=== GOAL OF THE EXERCISE ===
Convert the items below into a JSON list of strings, one string per line, with blank lines dropped. Leave the pictures out of the output.

Dataset records

· · · · · · ·

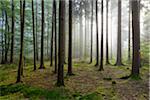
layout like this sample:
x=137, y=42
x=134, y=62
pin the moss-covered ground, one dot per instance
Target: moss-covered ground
x=87, y=84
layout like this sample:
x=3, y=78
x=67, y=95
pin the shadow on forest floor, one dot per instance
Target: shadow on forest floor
x=87, y=84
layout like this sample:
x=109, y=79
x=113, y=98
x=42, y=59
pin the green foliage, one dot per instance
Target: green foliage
x=92, y=96
x=135, y=77
x=35, y=93
x=107, y=78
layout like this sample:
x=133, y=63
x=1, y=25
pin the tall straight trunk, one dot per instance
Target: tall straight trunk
x=60, y=76
x=70, y=40
x=85, y=34
x=97, y=39
x=34, y=45
x=6, y=36
x=107, y=49
x=56, y=51
x=129, y=34
x=52, y=36
x=12, y=33
x=36, y=35
x=101, y=60
x=135, y=37
x=42, y=37
x=2, y=40
x=91, y=56
x=119, y=55
x=22, y=19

· · · · · · ·

=== RESULT FOR THIS TASK ===
[
  "layout like this sample:",
  "x=137, y=42",
  "x=134, y=62",
  "pin the moss-covered ground, one dot per instance",
  "Target: moss-covered ground",
  "x=87, y=84",
  "layout like this sample:",
  "x=3, y=78",
  "x=67, y=95",
  "pin the shadow on forest floor, one dot per instance",
  "Target: shadow on forest floor",
  "x=87, y=84",
  "layout like this sample:",
  "x=109, y=79",
  "x=113, y=98",
  "x=42, y=59",
  "pin the green foliage, one dot per instance",
  "Target: green foliage",
  "x=92, y=96",
  "x=135, y=77",
  "x=35, y=93",
  "x=107, y=78",
  "layout like this sample:",
  "x=133, y=63",
  "x=1, y=25",
  "pin the tall straight trunk, one dot per instance",
  "Target: tall straight trunk",
  "x=60, y=76",
  "x=70, y=40",
  "x=85, y=34",
  "x=97, y=39",
  "x=34, y=45",
  "x=6, y=36",
  "x=107, y=49",
  "x=56, y=51",
  "x=129, y=34",
  "x=52, y=36",
  "x=12, y=33",
  "x=36, y=35",
  "x=101, y=60",
  "x=135, y=37",
  "x=42, y=37",
  "x=2, y=40",
  "x=91, y=56",
  "x=119, y=55",
  "x=22, y=19"
]